▶ Data in this exercise:
════

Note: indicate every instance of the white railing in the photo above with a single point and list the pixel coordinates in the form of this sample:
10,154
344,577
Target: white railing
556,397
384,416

════

▶ Aim of the task: When you transcribe the records above, keep every line exactly the same.

▶ Result:
Note: indicate every instance of the white railing in the photo above with a single point and list the pixel coordinates in the form of this sample:
10,154
344,577
Target: white railing
556,397
384,416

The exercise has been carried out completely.